GIVEN INSTRUCTION: Convert the material from the line containing "the locomotive cab" through the line containing "Query: locomotive cab window", both included, into a JSON list of strings with one string per line and no blank lines.

DATA PROVIDED:
▬▬▬▬▬▬
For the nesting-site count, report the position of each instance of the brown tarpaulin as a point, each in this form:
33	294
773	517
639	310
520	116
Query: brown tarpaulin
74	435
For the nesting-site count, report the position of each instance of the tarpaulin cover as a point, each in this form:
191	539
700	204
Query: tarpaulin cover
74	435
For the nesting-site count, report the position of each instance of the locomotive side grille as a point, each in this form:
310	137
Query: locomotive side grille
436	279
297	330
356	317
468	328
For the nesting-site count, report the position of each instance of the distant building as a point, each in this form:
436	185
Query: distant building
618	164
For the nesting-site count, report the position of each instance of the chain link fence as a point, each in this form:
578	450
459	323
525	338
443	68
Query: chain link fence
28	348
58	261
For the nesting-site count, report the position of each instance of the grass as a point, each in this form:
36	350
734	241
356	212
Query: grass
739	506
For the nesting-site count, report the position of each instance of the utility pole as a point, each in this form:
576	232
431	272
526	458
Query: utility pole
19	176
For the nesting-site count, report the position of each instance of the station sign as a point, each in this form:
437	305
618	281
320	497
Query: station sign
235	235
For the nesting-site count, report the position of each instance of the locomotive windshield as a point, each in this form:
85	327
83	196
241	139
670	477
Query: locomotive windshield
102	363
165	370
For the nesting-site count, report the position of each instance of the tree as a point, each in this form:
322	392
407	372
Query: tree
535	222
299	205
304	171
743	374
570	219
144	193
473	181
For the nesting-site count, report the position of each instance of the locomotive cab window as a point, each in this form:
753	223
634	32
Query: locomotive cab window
▬▬▬▬▬▬
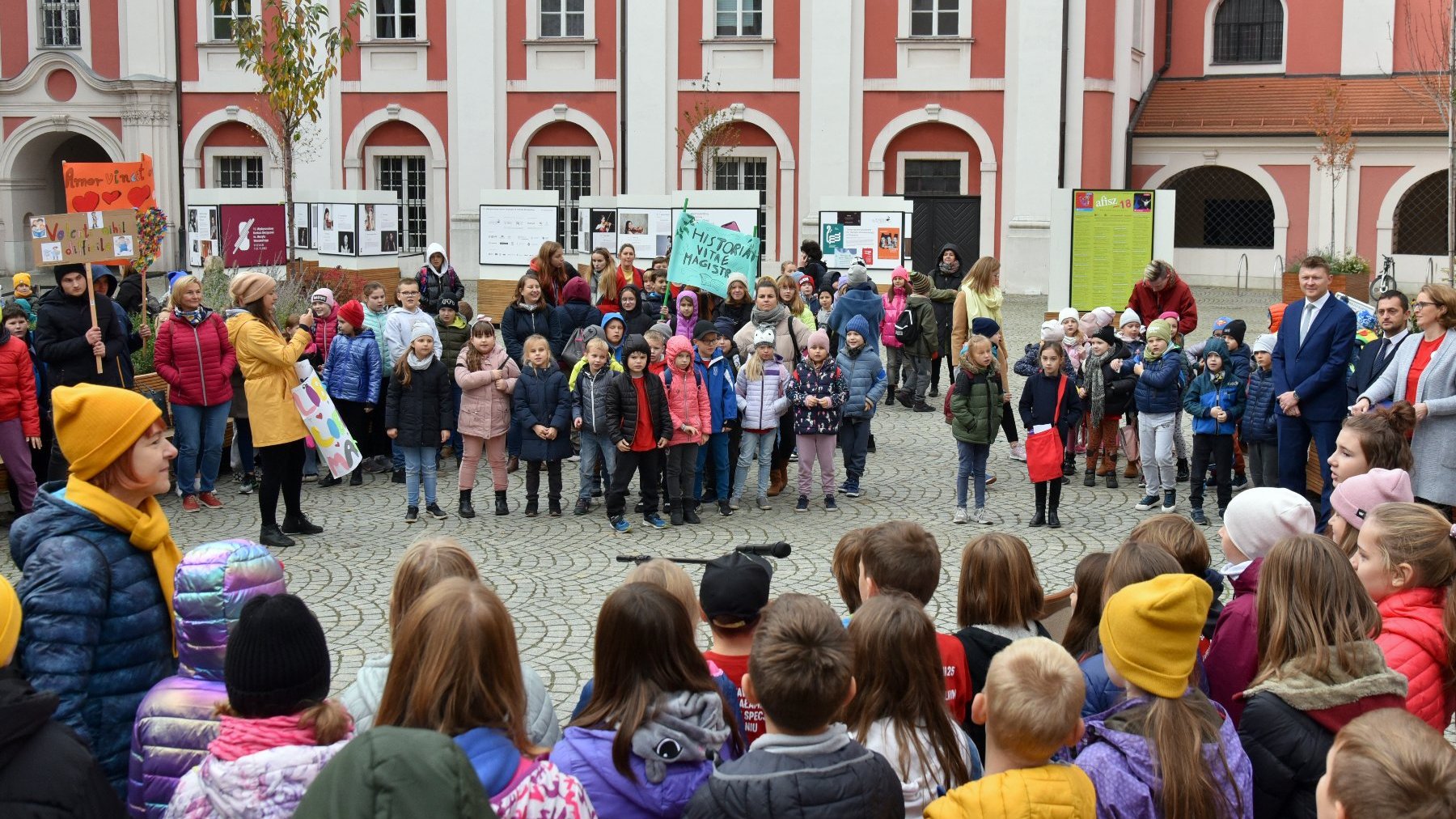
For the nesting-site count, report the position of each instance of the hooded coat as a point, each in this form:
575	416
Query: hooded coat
▬▬▬▬▬▬
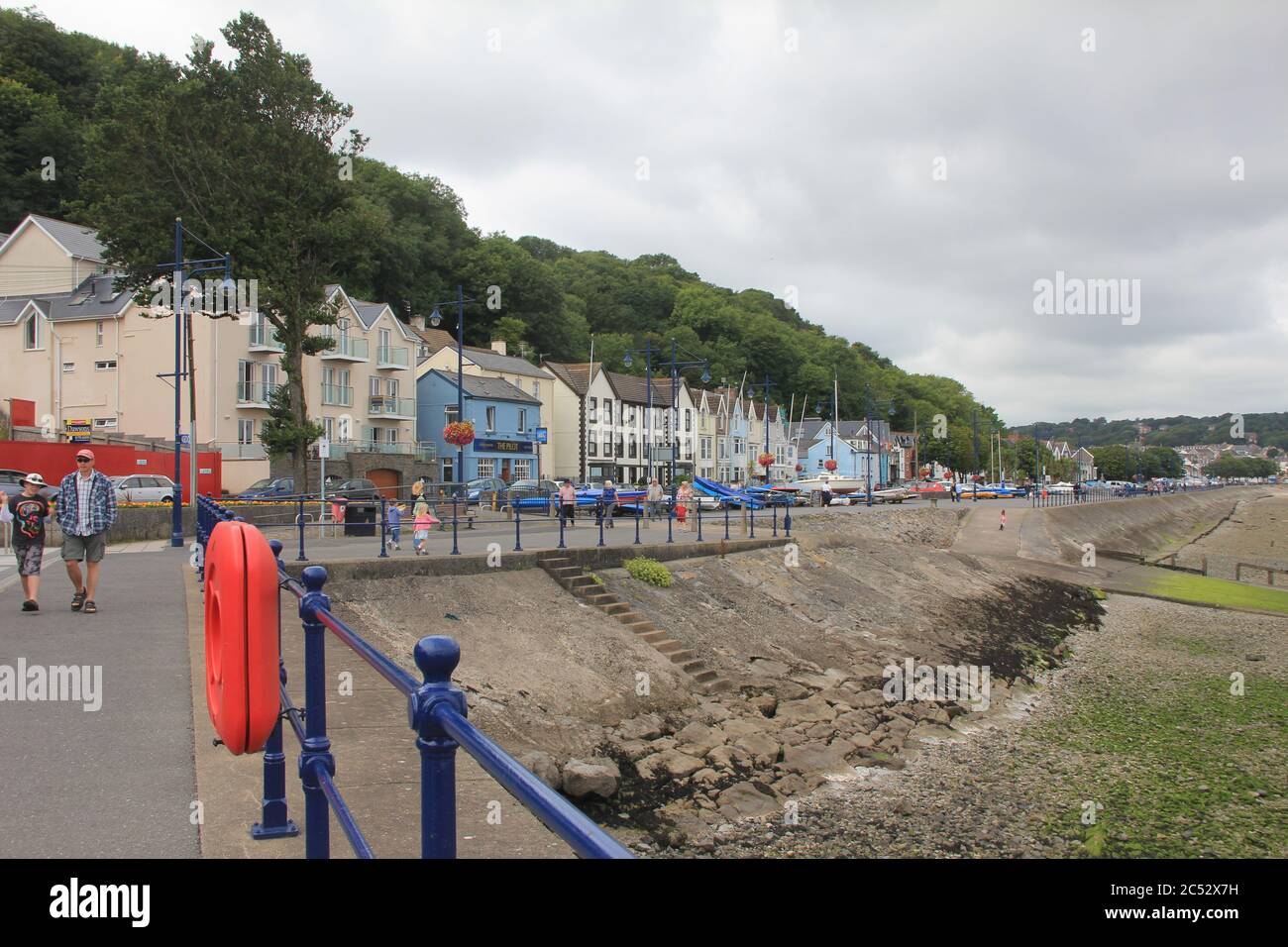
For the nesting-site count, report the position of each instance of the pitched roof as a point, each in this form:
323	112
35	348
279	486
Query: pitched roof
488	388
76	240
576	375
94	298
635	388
▬▬▬▬▬▬
SOLUTION TO THE PROBLEM:
[
  "For the nesting-site count, report the position of each instance of the locomotive cab window as a point, each in this form:",
  "753\t223",
  "634\t32",
  "Query: locomotive cab window"
]